* [Tugas Latihan]: Sebutkan semua baris dalam daftar di bawah yang mengandung kata "target".

* [Cuplikan daftar segmentasi]:
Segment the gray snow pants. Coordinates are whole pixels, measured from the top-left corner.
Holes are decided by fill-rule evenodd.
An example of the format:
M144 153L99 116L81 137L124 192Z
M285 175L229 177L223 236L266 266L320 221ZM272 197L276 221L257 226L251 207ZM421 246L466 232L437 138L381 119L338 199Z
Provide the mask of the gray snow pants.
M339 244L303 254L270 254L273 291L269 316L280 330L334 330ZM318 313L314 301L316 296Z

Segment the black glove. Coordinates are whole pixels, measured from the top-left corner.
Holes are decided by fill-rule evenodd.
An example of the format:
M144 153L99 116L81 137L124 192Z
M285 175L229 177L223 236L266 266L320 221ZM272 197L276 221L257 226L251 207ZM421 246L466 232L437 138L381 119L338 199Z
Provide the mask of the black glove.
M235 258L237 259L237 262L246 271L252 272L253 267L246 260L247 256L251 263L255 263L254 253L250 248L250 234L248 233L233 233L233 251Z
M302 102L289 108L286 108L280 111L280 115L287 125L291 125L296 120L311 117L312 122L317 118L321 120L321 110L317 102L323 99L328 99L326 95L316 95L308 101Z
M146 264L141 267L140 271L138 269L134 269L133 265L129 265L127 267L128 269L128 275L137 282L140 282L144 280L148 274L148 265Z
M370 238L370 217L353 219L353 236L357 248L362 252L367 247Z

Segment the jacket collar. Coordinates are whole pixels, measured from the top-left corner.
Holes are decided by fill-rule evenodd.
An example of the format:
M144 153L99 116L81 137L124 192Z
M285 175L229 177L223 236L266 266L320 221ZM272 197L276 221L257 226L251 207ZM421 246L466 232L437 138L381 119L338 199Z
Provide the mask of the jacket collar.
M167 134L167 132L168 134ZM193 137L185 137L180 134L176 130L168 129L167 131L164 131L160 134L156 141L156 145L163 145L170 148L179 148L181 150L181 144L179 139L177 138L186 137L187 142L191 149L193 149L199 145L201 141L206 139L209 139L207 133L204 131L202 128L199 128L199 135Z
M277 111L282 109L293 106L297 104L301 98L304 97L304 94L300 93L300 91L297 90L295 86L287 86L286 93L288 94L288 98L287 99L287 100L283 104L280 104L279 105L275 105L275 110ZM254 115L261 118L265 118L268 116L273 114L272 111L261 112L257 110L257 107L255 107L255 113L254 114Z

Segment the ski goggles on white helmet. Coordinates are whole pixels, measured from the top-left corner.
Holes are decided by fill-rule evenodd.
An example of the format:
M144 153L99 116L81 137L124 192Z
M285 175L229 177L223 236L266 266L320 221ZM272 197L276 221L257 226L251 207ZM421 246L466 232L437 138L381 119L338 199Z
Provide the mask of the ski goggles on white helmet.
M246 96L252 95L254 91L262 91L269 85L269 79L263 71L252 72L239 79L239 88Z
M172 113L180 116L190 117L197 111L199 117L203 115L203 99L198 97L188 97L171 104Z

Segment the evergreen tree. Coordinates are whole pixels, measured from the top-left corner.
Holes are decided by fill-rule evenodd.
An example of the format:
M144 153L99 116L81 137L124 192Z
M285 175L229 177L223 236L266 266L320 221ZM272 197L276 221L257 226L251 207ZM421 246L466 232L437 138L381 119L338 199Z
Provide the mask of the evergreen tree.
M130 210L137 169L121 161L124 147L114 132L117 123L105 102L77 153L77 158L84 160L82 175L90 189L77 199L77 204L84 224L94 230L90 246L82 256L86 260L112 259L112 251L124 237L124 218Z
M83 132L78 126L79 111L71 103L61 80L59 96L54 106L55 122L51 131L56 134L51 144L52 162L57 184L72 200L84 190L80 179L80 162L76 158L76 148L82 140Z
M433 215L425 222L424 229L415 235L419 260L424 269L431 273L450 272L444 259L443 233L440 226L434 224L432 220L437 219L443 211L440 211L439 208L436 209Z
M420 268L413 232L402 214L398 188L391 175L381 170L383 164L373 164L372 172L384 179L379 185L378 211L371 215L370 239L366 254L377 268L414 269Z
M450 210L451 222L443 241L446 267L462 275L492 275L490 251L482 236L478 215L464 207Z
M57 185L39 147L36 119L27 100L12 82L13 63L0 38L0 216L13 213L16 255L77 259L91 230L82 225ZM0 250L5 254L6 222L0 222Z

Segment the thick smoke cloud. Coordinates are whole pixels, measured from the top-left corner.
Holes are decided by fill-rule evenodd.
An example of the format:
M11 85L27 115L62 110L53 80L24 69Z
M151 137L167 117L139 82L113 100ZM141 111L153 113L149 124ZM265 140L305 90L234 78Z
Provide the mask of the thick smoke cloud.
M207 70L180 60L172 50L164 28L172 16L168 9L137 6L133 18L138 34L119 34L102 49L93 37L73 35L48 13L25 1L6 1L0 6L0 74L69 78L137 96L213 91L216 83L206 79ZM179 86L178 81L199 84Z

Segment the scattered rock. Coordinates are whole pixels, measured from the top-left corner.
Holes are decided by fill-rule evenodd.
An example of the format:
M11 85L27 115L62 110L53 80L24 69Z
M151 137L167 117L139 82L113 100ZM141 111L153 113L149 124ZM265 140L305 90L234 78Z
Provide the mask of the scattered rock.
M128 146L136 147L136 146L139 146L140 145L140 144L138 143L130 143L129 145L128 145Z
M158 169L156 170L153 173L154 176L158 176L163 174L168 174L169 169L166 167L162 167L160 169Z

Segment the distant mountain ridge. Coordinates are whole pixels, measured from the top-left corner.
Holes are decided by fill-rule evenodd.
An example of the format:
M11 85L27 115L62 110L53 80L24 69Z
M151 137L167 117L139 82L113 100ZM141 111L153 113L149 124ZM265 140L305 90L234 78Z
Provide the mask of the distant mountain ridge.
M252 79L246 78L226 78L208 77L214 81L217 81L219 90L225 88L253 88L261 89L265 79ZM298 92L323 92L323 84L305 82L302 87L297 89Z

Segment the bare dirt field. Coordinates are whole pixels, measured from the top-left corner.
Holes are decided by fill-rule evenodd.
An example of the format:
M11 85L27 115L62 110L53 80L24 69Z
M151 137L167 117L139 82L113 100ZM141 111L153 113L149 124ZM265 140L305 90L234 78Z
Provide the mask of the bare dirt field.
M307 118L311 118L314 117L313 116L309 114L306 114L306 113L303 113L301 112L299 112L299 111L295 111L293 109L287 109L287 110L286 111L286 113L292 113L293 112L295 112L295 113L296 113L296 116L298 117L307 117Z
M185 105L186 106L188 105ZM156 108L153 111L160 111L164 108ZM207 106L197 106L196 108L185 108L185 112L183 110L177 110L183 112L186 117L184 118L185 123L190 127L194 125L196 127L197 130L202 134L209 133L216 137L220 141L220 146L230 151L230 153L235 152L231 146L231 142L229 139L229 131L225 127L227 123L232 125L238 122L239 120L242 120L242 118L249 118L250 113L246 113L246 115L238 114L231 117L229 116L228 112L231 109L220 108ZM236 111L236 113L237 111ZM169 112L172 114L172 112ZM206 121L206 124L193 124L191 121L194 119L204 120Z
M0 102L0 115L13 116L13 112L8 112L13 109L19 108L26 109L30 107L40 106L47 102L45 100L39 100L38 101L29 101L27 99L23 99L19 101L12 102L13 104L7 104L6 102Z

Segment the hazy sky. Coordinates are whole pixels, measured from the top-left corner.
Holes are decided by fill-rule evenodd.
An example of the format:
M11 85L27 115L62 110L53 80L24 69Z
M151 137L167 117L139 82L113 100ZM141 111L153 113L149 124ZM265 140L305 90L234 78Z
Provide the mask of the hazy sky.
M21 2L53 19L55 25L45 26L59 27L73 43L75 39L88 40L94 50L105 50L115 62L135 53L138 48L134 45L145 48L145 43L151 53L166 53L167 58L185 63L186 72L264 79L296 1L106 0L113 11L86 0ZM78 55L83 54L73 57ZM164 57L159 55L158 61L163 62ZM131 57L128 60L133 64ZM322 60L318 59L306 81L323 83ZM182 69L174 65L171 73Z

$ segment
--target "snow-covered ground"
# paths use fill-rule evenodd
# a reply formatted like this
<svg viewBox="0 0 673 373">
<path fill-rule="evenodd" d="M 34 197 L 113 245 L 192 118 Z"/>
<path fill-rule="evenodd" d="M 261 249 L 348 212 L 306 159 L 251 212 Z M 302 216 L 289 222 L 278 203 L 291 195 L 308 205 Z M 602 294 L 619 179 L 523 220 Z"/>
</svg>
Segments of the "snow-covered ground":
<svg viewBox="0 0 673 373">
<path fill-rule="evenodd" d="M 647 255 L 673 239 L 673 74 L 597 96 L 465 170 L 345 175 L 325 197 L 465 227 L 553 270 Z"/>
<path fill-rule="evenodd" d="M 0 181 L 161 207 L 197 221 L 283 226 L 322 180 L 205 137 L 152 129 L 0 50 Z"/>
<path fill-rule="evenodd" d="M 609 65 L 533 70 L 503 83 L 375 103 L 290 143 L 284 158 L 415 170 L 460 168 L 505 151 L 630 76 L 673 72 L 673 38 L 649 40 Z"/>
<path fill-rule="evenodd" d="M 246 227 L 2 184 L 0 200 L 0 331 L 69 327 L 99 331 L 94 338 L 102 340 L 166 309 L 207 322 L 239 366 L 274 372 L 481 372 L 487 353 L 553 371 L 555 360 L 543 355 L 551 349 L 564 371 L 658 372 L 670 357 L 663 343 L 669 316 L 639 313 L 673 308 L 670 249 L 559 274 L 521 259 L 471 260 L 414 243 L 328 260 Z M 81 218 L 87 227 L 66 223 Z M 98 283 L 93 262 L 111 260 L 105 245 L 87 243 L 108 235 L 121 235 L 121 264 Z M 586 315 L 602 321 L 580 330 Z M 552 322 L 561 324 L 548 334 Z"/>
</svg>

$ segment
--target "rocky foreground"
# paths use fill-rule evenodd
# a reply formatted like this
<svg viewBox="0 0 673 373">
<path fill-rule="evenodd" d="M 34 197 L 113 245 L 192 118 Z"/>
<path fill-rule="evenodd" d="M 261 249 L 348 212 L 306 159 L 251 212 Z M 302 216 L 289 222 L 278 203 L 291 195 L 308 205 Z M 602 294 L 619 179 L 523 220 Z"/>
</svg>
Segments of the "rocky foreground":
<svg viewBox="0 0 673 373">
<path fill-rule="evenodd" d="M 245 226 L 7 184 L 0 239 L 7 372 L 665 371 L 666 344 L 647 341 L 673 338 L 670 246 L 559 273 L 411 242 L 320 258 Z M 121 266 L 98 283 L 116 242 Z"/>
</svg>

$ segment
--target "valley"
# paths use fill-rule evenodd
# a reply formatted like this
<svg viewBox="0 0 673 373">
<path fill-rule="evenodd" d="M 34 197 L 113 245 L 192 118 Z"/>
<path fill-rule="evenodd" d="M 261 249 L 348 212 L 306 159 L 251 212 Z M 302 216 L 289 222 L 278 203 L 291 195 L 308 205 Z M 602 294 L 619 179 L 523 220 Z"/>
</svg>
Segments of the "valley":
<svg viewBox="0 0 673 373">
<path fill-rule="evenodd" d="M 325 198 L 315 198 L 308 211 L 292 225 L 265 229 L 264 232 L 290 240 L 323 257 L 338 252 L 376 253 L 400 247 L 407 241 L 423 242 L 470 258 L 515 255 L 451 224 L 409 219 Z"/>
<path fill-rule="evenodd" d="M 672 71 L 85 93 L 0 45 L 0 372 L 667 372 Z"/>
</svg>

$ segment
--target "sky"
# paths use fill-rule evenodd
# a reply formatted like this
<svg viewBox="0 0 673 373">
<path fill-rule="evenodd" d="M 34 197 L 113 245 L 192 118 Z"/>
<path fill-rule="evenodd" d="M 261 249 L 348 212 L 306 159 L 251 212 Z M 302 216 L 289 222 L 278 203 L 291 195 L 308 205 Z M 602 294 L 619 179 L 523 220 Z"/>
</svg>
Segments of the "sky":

* [Hasil Latihan]:
--target "snow-covered ground"
--target "rocky foreground"
--target "valley"
--target "sky"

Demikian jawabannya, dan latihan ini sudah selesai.